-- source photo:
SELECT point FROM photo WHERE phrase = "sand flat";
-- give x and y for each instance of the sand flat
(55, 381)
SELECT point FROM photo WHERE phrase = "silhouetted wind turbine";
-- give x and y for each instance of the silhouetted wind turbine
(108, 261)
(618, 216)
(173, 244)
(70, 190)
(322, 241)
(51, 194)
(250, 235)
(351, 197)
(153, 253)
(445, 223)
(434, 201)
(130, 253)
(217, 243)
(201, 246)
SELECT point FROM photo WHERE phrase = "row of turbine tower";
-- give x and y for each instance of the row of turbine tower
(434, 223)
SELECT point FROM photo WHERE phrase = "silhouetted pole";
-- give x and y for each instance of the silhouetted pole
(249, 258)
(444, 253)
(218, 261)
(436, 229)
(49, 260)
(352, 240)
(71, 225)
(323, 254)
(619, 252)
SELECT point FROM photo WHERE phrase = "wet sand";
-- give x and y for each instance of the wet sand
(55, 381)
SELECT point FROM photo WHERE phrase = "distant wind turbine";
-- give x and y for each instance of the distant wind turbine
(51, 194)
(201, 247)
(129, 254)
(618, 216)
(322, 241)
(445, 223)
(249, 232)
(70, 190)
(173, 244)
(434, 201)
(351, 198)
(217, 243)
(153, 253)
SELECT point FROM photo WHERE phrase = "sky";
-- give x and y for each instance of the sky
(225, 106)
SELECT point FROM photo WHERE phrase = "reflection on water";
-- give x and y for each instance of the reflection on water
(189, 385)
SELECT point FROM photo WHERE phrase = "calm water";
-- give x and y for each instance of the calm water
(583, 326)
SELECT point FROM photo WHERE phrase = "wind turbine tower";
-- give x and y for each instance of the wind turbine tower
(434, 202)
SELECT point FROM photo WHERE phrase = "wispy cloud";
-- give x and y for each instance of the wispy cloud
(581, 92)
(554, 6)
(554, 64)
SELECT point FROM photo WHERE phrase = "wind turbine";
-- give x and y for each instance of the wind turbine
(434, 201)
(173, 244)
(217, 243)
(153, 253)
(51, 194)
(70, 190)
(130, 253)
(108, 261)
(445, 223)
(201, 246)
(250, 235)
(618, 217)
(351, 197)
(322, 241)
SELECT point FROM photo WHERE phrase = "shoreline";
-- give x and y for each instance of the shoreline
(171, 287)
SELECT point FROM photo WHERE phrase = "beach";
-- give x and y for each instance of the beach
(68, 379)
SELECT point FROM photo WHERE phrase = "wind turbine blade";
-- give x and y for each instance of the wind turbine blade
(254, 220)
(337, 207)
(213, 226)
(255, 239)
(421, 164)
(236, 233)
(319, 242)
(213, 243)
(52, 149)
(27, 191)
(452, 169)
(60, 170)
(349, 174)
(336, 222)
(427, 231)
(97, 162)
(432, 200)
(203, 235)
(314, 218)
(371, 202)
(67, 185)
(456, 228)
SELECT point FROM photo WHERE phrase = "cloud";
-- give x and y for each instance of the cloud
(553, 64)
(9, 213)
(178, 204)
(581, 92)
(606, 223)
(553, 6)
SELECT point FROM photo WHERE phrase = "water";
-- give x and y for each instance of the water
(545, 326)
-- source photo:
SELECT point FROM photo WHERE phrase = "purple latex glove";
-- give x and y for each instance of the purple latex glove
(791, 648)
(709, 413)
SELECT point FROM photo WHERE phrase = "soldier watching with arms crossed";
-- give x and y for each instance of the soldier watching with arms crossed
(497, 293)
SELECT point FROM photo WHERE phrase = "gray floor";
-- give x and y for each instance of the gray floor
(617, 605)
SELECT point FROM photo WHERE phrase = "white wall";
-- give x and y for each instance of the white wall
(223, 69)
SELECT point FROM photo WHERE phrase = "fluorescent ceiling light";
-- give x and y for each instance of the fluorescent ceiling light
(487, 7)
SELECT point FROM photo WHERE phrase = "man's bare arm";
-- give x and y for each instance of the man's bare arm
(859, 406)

++++++++

- _Problem to solve_:
Pull out every line of the records that contains the word "calm" and copy each one.

- _Response below_:
SELECT point FROM photo WHERE phrase = "calm water";
-- give x and y for each instance of the calm water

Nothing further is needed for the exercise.